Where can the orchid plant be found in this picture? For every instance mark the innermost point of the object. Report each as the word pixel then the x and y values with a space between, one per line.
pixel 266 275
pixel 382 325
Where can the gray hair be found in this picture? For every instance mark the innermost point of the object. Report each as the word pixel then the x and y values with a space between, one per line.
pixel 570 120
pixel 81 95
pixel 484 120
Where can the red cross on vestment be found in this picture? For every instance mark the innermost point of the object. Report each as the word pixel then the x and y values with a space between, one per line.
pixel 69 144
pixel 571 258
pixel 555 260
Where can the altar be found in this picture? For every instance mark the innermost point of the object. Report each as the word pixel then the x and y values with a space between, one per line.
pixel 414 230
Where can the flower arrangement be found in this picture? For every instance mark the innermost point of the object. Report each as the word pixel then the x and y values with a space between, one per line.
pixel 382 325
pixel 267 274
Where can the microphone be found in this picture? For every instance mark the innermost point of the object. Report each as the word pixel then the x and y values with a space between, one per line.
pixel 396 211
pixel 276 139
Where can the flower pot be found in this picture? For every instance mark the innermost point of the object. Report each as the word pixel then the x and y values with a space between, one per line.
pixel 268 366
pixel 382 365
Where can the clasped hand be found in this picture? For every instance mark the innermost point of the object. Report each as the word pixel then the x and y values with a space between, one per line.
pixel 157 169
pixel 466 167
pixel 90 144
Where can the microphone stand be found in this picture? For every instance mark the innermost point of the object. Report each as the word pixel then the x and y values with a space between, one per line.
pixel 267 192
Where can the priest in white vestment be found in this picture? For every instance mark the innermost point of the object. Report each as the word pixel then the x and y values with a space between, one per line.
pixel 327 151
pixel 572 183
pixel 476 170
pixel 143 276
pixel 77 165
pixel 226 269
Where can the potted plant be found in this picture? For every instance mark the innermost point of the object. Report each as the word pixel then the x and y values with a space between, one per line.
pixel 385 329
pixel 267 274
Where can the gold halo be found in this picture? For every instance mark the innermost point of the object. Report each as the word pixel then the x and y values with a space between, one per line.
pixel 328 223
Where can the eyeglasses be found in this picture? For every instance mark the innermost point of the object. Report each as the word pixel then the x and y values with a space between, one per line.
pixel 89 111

--

So that nothing is lost, transcribe each entry exactly as written.

> [Your solution]:
Where can the orchid plant be found in this picture? For every instance mark the innermost point of the object. Report each as the word pixel then the x and y values with a space between, one per line.
pixel 266 275
pixel 382 325
Where can the gray hair be found in this picture? For every instance mark the innermost point of the object. Report each as the word pixel then the x and y values with a space between, one per line.
pixel 570 120
pixel 81 95
pixel 484 120
Where can the red cross on vestment be found in this picture? For every instance mark the innermost point of the object. Report each as the word pixel then the x and y values with a space between, one per line.
pixel 69 144
pixel 571 258
pixel 555 260
Where can the altar be found in this picture? For every instance mark the innermost point of the object. Report each as the word pixel then the x and y values with a space between, one per line.
pixel 414 230
Where can the flower arrangement be found in this picture? For every instance mark the innermost point of the object. Report each as the word pixel then the x and y values with a space between, one per line.
pixel 382 325
pixel 267 274
Where can the microphone be found in this picture? For every instance mark the innermost point of the object. Report each as the word pixel then the x and y values with a space between, one per line.
pixel 396 211
pixel 276 139
Where can the flower pot be found in this picture? For every instance mark the innermost point of the object. Report each as the word pixel then the x and y values with a space between, one per line.
pixel 268 366
pixel 382 365
Where can the clasped hand be found in this picture? For every instance mark the innermost point of the object. Report each as the word pixel then the x and y values with a space between, one per line.
pixel 157 169
pixel 466 167
pixel 90 144
Where can the microphone stand be found in this picture? For every instance mark the innermost point of the object. Report each as the word pixel then the x and y values with a space between, one per line.
pixel 267 192
Where can the priest in white vestment be found in this picture? For every instance mark the innermost point of the object. Report each as the word pixel then the x and y values with a space between, one per line.
pixel 327 151
pixel 572 183
pixel 476 170
pixel 143 276
pixel 77 165
pixel 226 269
Where can the potted plant be found in this picture? For every instance mark the innermost point of the object. Report each as the word pixel then the x and y values with a space between, one per line.
pixel 385 329
pixel 267 274
Where can the gold halo be found in this picture? For every instance mark the innermost point of the object. Report each as the word pixel then the x and y values with a space between, one per line.
pixel 328 223
Where can the eyeglasses be found in this picture? For every instance mark the innermost point of the object. Report each as the word pixel then the x and y values with a space between, one per line.
pixel 89 111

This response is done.